[Some records]

☆ ☆ ☆ ☆ ☆

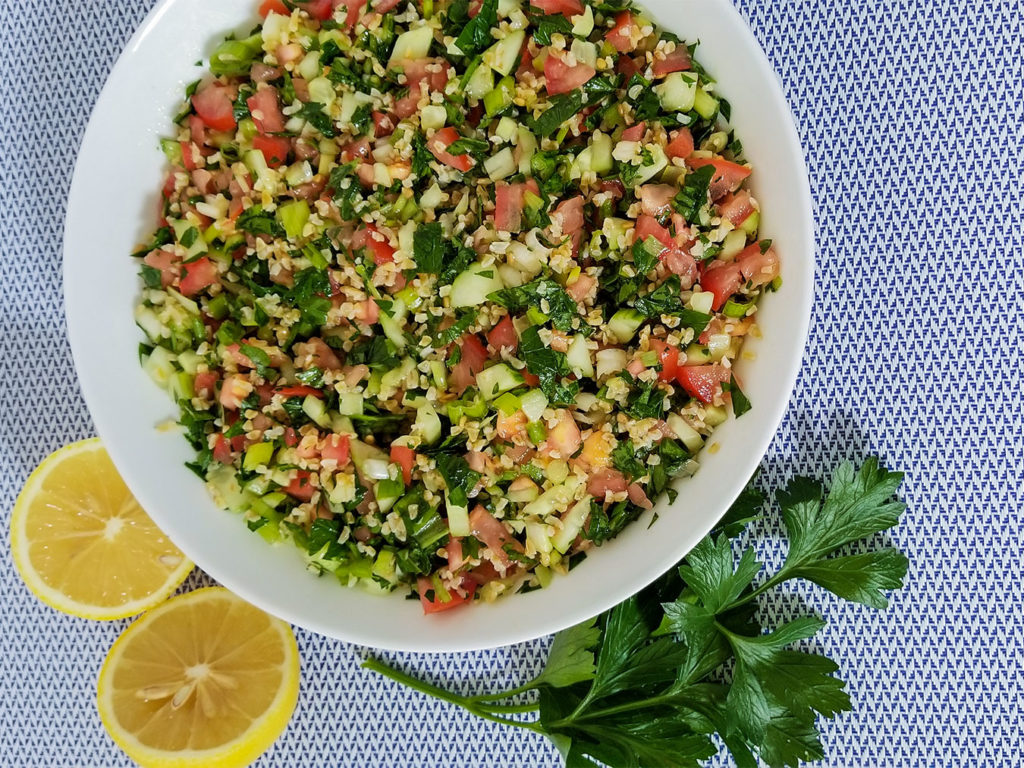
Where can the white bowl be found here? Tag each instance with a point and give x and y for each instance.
(112, 208)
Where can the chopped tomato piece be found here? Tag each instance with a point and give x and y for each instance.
(274, 148)
(300, 487)
(318, 9)
(635, 132)
(406, 458)
(504, 335)
(647, 226)
(198, 274)
(265, 110)
(728, 175)
(567, 8)
(621, 36)
(336, 449)
(561, 78)
(273, 6)
(678, 60)
(436, 605)
(438, 147)
(474, 354)
(702, 382)
(215, 104)
(669, 357)
(736, 207)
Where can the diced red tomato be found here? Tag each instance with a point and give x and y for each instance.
(571, 214)
(300, 487)
(265, 109)
(621, 35)
(681, 144)
(215, 104)
(606, 480)
(222, 450)
(647, 226)
(355, 8)
(678, 60)
(206, 383)
(198, 274)
(438, 146)
(758, 267)
(404, 457)
(728, 175)
(722, 279)
(318, 9)
(681, 263)
(635, 132)
(336, 448)
(736, 207)
(504, 335)
(299, 390)
(702, 382)
(561, 78)
(436, 605)
(274, 148)
(669, 357)
(493, 532)
(474, 355)
(656, 199)
(273, 6)
(378, 244)
(567, 8)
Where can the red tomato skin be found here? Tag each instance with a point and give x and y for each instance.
(274, 148)
(265, 110)
(728, 176)
(336, 448)
(404, 457)
(621, 35)
(215, 107)
(567, 8)
(436, 605)
(273, 6)
(438, 147)
(562, 79)
(300, 487)
(681, 144)
(504, 335)
(702, 382)
(669, 356)
(198, 274)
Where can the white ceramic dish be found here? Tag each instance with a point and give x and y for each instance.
(112, 208)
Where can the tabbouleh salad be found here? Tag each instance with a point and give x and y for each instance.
(449, 291)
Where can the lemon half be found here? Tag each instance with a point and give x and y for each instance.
(203, 680)
(83, 544)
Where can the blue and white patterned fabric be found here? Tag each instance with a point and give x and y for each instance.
(911, 113)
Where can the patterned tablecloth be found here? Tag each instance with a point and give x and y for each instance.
(912, 118)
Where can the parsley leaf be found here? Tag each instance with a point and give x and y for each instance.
(549, 366)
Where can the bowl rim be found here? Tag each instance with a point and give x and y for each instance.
(292, 611)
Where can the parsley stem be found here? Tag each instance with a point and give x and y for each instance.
(432, 690)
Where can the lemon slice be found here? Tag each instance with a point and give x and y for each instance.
(203, 680)
(82, 543)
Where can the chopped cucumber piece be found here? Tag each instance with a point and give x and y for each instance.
(571, 525)
(625, 324)
(472, 287)
(412, 45)
(503, 55)
(497, 379)
(678, 91)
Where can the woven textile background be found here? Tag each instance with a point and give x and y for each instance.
(911, 113)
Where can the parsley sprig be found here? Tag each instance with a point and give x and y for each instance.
(653, 680)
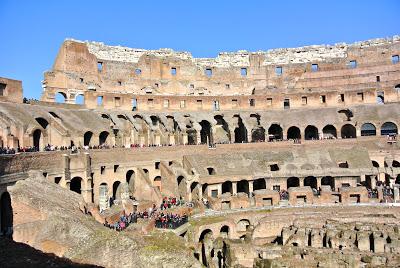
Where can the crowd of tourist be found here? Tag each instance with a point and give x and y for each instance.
(123, 222)
(284, 195)
(170, 220)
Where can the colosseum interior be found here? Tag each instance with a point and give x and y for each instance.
(278, 158)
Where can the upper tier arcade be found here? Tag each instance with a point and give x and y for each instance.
(115, 77)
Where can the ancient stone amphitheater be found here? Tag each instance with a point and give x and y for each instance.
(284, 158)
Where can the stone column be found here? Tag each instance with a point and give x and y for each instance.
(251, 188)
(219, 189)
(396, 194)
(234, 188)
(199, 189)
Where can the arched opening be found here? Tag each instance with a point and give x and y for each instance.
(205, 133)
(211, 171)
(328, 180)
(87, 138)
(389, 128)
(222, 132)
(311, 133)
(258, 134)
(240, 131)
(205, 236)
(181, 182)
(227, 187)
(275, 132)
(224, 231)
(292, 182)
(42, 122)
(375, 164)
(380, 97)
(368, 129)
(243, 225)
(243, 187)
(80, 99)
(37, 138)
(116, 190)
(192, 136)
(293, 133)
(348, 131)
(194, 189)
(60, 97)
(259, 184)
(76, 185)
(329, 132)
(6, 215)
(310, 181)
(103, 137)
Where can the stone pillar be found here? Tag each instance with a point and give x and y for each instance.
(373, 181)
(103, 198)
(234, 188)
(396, 194)
(199, 190)
(251, 188)
(219, 189)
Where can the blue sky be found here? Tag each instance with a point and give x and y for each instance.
(32, 31)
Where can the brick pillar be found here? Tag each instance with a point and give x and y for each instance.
(234, 188)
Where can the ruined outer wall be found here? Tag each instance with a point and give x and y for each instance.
(75, 72)
(10, 90)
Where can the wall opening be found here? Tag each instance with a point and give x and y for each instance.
(6, 215)
(293, 133)
(368, 129)
(348, 132)
(76, 185)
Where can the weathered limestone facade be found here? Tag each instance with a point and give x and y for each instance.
(302, 127)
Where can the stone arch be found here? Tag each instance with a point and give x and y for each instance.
(311, 181)
(348, 131)
(227, 187)
(275, 132)
(329, 132)
(60, 97)
(258, 134)
(389, 128)
(205, 132)
(80, 99)
(240, 131)
(194, 190)
(368, 129)
(6, 215)
(37, 139)
(103, 137)
(42, 122)
(224, 231)
(292, 182)
(259, 184)
(181, 183)
(243, 186)
(311, 133)
(75, 185)
(293, 133)
(116, 190)
(130, 179)
(375, 163)
(222, 132)
(87, 137)
(243, 225)
(328, 180)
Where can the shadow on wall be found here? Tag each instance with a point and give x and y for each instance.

☆ ☆ ☆ ☆ ☆

Extract the lines of the items, verbatim, from the line containing "Where can the ruined" through the final line of the items, inclusive.

Exercise solution:
Where can the ruined outer wall be found here? Tag each instance with a point and give x and y for each instance.
(75, 72)
(10, 90)
Where can the wall opening be found here? Tag each instance with a point and give x and y for each instance.
(6, 215)
(293, 133)
(368, 129)
(348, 132)
(76, 185)
Where can the weathered limestone facade be found here? Tag each instance with a point and give x and y for each instance.
(302, 127)
Where can the stone arch be found here? Tag each instance with a point and give x and y for each instance.
(311, 181)
(348, 131)
(227, 187)
(275, 132)
(329, 132)
(60, 97)
(258, 134)
(389, 128)
(205, 132)
(80, 99)
(240, 131)
(194, 190)
(368, 129)
(6, 215)
(37, 139)
(103, 137)
(42, 122)
(224, 231)
(292, 182)
(259, 184)
(181, 183)
(243, 186)
(311, 133)
(75, 185)
(293, 133)
(116, 190)
(130, 179)
(375, 163)
(222, 132)
(87, 137)
(243, 225)
(328, 180)
Where can the shadow on wall be found here? Tag each instance with a point and give x and y for each instance.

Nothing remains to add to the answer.